Source data Block Start

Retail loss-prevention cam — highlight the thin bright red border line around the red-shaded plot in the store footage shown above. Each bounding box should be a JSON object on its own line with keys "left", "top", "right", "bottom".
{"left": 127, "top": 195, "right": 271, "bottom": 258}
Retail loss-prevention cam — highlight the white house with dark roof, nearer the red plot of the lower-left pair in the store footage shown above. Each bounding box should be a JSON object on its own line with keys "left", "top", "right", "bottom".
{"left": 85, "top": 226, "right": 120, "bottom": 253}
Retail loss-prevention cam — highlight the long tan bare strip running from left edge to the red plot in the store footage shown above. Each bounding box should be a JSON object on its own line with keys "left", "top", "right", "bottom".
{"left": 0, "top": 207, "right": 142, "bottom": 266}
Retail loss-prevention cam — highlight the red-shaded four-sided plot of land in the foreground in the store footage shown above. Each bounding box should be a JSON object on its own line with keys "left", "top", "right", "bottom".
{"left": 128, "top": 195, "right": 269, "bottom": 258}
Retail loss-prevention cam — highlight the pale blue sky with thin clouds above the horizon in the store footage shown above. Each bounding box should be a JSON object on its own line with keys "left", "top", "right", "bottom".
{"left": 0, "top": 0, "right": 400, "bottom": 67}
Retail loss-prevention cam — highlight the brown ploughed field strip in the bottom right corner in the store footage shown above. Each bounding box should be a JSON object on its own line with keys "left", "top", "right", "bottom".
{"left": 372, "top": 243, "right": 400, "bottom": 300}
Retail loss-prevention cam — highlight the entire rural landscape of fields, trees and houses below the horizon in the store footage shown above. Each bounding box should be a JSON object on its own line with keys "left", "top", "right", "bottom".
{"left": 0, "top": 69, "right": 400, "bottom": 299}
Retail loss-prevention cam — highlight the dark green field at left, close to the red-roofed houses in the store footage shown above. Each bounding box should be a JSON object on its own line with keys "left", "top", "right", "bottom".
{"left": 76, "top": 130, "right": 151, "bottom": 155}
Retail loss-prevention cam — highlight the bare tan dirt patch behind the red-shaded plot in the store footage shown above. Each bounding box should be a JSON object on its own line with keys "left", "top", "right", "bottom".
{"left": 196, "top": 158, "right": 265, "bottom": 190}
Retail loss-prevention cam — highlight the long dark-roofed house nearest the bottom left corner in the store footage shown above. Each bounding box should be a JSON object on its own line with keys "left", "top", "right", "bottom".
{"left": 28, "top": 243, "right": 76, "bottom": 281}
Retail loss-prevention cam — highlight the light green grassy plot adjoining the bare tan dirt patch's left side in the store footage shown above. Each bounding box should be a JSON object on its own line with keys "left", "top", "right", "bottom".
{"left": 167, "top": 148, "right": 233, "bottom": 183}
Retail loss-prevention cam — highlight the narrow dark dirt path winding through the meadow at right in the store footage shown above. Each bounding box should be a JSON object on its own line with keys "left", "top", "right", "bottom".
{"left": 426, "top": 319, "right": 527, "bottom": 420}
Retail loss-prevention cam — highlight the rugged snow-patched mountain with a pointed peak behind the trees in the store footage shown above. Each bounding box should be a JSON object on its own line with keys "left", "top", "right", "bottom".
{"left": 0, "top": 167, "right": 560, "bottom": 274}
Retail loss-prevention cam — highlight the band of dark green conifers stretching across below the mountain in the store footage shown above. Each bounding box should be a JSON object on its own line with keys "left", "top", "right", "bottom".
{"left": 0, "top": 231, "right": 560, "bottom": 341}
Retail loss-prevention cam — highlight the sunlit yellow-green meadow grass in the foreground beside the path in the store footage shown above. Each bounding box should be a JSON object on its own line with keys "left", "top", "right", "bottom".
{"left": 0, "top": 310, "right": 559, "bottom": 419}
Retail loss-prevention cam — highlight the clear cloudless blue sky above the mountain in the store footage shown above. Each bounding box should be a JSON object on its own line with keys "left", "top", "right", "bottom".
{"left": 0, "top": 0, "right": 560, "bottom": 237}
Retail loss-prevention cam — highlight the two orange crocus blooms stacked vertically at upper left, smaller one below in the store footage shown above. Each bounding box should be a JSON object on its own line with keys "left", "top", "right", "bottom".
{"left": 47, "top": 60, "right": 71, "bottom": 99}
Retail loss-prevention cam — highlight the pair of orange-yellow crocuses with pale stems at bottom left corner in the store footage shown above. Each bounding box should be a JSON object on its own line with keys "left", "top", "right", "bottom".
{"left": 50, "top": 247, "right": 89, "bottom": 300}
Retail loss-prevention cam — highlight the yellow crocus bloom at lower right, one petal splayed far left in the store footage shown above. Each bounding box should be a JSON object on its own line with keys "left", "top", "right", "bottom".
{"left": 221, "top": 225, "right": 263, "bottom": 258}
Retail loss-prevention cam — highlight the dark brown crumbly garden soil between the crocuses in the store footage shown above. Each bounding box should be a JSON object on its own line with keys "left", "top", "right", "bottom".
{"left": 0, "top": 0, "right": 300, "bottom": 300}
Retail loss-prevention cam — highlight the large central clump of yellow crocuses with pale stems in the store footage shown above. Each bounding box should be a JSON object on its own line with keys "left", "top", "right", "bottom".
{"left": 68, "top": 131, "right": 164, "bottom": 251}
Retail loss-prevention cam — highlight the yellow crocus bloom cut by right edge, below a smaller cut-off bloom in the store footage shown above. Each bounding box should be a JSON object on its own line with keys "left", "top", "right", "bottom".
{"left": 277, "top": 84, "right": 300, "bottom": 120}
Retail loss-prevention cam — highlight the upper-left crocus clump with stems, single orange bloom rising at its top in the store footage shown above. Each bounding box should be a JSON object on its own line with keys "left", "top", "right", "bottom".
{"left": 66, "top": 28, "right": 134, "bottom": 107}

Source data Block End

§ What is required: The data above should be returned exactly as written.

§ Answer area:
Retail loss-prevention cam — highlight the thin bright red border line around the red-shaded plot in the store footage shown above. Each bounding box should be a JSON object on its own line with keys "left", "top", "right", "bottom".
{"left": 127, "top": 195, "right": 271, "bottom": 258}
Retail loss-prevention cam — highlight the white house with dark roof, nearer the red plot of the lower-left pair in the store footage shown above. Each bounding box should be a JSON object on its own line with keys "left", "top", "right", "bottom".
{"left": 85, "top": 226, "right": 120, "bottom": 253}
Retail loss-prevention cam — highlight the long tan bare strip running from left edge to the red plot in the store footage shown above. Each bounding box should be a JSON object on its own line with keys "left", "top", "right", "bottom".
{"left": 0, "top": 207, "right": 142, "bottom": 266}
Retail loss-prevention cam — highlight the red-shaded four-sided plot of land in the foreground in the store footage shown above. Each bounding box should be a JSON object on its own line with keys "left", "top", "right", "bottom".
{"left": 128, "top": 195, "right": 269, "bottom": 258}
Retail loss-prevention cam — highlight the pale blue sky with thin clouds above the horizon in the store footage shown above. Each bounding box should be a JSON object on its own line with keys "left", "top", "right", "bottom".
{"left": 0, "top": 0, "right": 400, "bottom": 67}
Retail loss-prevention cam — highlight the brown ploughed field strip in the bottom right corner in the store footage shown above. Each bounding box should be a JSON object on its own line with keys "left", "top", "right", "bottom".
{"left": 372, "top": 243, "right": 400, "bottom": 300}
Retail loss-prevention cam — highlight the entire rural landscape of fields, trees and houses below the horizon in the store footage shown above. Each bounding box should be a JSON object on its own line with keys "left", "top", "right", "bottom".
{"left": 0, "top": 69, "right": 400, "bottom": 299}
Retail loss-prevention cam — highlight the dark green field at left, close to the red-roofed houses in the store footage shown above. Each bounding box should be a JSON object on its own line with keys "left", "top", "right", "bottom".
{"left": 76, "top": 130, "right": 151, "bottom": 155}
Retail loss-prevention cam — highlight the bare tan dirt patch behind the red-shaded plot in the store footage shown above. Each bounding box should be a JSON object on its own line with keys "left", "top", "right", "bottom".
{"left": 196, "top": 158, "right": 265, "bottom": 190}
Retail loss-prevention cam — highlight the long dark-roofed house nearest the bottom left corner in the store footage shown above. Each bounding box should be a JSON object on its own line with keys "left", "top", "right", "bottom".
{"left": 28, "top": 243, "right": 76, "bottom": 281}
Retail loss-prevention cam — highlight the light green grassy plot adjoining the bare tan dirt patch's left side in the store footage shown above. Each bounding box should be a JSON object on its own line with keys "left", "top", "right", "bottom".
{"left": 167, "top": 148, "right": 233, "bottom": 183}
Retail loss-prevention cam — highlight the narrow dark dirt path winding through the meadow at right in the store footage shown above. Each bounding box should be a JSON object on its own line with keys "left", "top", "right", "bottom".
{"left": 426, "top": 319, "right": 527, "bottom": 420}
Retail loss-prevention cam — highlight the rugged snow-patched mountain with a pointed peak behind the trees in the store footage shown above. Each bounding box should be a JSON object on its own line with keys "left", "top", "right", "bottom".
{"left": 0, "top": 167, "right": 560, "bottom": 274}
Retail loss-prevention cam — highlight the band of dark green conifers stretching across below the mountain in the store footage shown above. Each bounding box should be a JSON object on its own line with keys "left", "top", "right", "bottom".
{"left": 0, "top": 231, "right": 560, "bottom": 341}
Retail loss-prevention cam — highlight the sunlit yellow-green meadow grass in the foreground beside the path in the store footage shown above. Each bounding box should be a JSON object on its own line with keys "left", "top", "right", "bottom".
{"left": 0, "top": 310, "right": 559, "bottom": 419}
Retail loss-prevention cam — highlight the clear cloudless blue sky above the mountain in the store footage shown above. Each bounding box should be a JSON object on its own line with keys "left", "top", "right", "bottom".
{"left": 0, "top": 0, "right": 560, "bottom": 237}
Retail loss-prevention cam — highlight the two orange crocus blooms stacked vertically at upper left, smaller one below in the store footage shown above. Each bounding box should be a JSON object on its own line with keys "left", "top", "right", "bottom".
{"left": 47, "top": 60, "right": 71, "bottom": 99}
Retail loss-prevention cam — highlight the pair of orange-yellow crocuses with pale stems at bottom left corner in the store footage shown above. Each bounding box should be a JSON object on its own line with keys "left", "top", "right", "bottom".
{"left": 50, "top": 247, "right": 89, "bottom": 300}
Retail loss-prevention cam — highlight the yellow crocus bloom at lower right, one petal splayed far left in the store footage shown above. Each bounding box should be a JSON object on its own line with keys "left", "top", "right", "bottom".
{"left": 221, "top": 225, "right": 263, "bottom": 258}
Retail loss-prevention cam — highlight the dark brown crumbly garden soil between the crocuses in the store footage shown above. Each bounding box should be a JSON object on its own line with keys "left", "top", "right", "bottom".
{"left": 0, "top": 0, "right": 300, "bottom": 300}
Retail loss-prevention cam — highlight the large central clump of yellow crocuses with pale stems in the store footage shown above. Each bounding box should be a JSON object on its own line with keys "left", "top", "right", "bottom".
{"left": 68, "top": 131, "right": 164, "bottom": 251}
Retail loss-prevention cam — highlight the yellow crocus bloom cut by right edge, below a smaller cut-off bloom in the store footage shown above. Each bounding box should be a JSON object on its own line with keys "left", "top", "right", "bottom".
{"left": 277, "top": 84, "right": 300, "bottom": 120}
Retail loss-prevention cam — highlight the upper-left crocus clump with stems, single orange bloom rising at its top in the store footage shown above. Each bounding box should be a JSON object on its own line with keys "left", "top", "right", "bottom".
{"left": 66, "top": 28, "right": 134, "bottom": 107}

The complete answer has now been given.